Everything from the line containing "locate the facade" to the last line of the records must be returned verbatim; nothing else belongs in the output.

▸ **RECORD LIST**
_ _ _

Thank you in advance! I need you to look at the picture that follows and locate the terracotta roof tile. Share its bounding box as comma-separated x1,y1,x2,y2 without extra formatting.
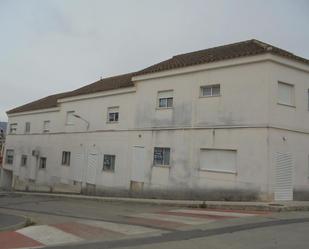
7,39,309,114
137,39,309,75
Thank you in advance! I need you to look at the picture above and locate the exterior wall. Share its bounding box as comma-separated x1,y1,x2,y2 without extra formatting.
4,129,268,200
4,55,309,200
135,63,269,128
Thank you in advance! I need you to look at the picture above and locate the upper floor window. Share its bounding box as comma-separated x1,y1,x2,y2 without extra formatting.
20,155,27,166
107,106,119,123
39,157,47,169
5,150,14,164
61,151,71,166
10,123,17,134
278,82,295,106
157,90,173,108
153,147,171,166
307,89,309,111
103,155,116,172
25,122,30,133
43,120,50,132
200,84,220,97
66,111,75,125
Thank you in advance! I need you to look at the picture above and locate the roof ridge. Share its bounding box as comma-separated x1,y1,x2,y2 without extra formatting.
171,39,258,58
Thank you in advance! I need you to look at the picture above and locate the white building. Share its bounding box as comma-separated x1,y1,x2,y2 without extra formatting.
2,40,309,200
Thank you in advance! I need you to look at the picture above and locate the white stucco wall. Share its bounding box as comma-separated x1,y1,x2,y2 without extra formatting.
4,56,309,199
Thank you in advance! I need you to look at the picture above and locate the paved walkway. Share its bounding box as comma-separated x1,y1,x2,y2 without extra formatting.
0,209,267,249
15,192,309,212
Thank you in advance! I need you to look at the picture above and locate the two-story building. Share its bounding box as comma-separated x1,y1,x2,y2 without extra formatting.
2,40,309,200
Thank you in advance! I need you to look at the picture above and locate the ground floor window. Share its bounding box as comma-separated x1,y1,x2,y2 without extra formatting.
5,150,14,164
20,155,27,166
39,157,46,169
153,147,171,166
61,151,71,166
103,155,116,172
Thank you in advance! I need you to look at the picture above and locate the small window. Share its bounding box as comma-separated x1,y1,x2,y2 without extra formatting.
153,147,171,166
307,89,309,111
5,150,14,164
66,111,75,125
61,151,71,166
25,122,30,133
278,82,295,106
103,155,116,172
157,90,173,108
20,155,27,167
10,123,17,134
201,84,220,97
107,107,119,123
39,157,46,169
43,120,50,132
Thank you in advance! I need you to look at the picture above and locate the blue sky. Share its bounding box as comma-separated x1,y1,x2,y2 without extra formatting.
0,0,309,121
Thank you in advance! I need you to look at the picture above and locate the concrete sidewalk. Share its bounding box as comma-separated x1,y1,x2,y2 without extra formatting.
14,191,309,212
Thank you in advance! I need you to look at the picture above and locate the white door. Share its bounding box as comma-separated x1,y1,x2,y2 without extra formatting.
131,146,146,182
72,152,84,182
86,154,98,184
275,152,293,201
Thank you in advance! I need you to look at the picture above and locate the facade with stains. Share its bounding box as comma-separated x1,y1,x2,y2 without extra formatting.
2,40,309,200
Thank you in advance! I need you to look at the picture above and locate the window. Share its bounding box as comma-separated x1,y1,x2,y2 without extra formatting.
43,120,50,132
39,157,46,169
20,155,27,166
157,90,173,108
66,111,75,125
153,147,171,165
5,150,14,164
200,149,237,173
307,89,309,111
201,84,220,97
107,107,119,123
25,122,30,133
61,151,71,166
10,123,17,134
103,155,116,172
278,82,295,106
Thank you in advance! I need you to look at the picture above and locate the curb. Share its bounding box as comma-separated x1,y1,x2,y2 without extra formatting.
0,215,31,232
14,191,309,212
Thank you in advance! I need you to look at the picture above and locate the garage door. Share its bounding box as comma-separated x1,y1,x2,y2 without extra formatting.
275,152,293,201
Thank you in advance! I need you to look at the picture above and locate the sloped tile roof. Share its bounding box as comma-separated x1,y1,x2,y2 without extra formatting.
7,39,309,114
7,73,134,114
137,39,309,75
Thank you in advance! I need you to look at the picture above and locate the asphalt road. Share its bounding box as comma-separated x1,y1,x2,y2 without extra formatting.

_ _ _

▸ **WRITTEN SOLUTION**
Thank you in advance! I need you to look at the picture above and locate the facade with stains. Share its bounding box as comma-separated x1,y1,x2,y2 without extra formatting.
2,40,309,200
Thank you in advance! I need you to look at the picture above and locate the window. Share its bounding box as comma-separated x1,y1,x2,y2 without extra formatting.
43,120,50,132
39,157,46,169
20,155,27,166
157,90,173,108
66,111,75,125
153,147,171,165
5,150,14,164
200,149,237,173
307,89,309,111
201,84,220,97
107,107,119,123
25,122,30,133
61,151,71,166
10,123,17,134
103,155,116,172
278,82,295,106
Thank you in advance! I need you to look at the picture above and locate the curb. Share its bounding box as comma-separated x1,y1,x2,y2 without extra formatting.
0,215,31,232
14,191,309,212
Thank you in advance! I need you to look at the picture above and locate the garage door. Share its bounding box as comma-separated x1,y1,x2,y2 without extra formatting.
275,152,293,201
Thank you in advance! I need you to look at the picture above and locate the sloped tile roof. Share its bounding box as comma-separated x1,y1,x2,y2 without extra formatting.
7,39,309,114
7,73,134,114
137,39,309,75
Thank you in advance! I need you to look at the picture above and locate the asphalt road. Share its bounding box as comma-separated x1,y1,x2,y2 without extra formatting.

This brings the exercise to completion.